Items from a data source
------------------------------------

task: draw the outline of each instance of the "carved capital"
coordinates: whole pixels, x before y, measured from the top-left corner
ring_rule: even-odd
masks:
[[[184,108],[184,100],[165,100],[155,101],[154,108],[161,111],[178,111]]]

------------------------------------

Please copy every line of the items above, changing nothing.

task: draw the outline of each instance of the "carved capital"
coordinates: whole pixels, x before y, measured from the top-left corner
ring_rule: even-odd
masks:
[[[184,108],[184,100],[165,100],[155,101],[154,108],[161,111],[178,111]]]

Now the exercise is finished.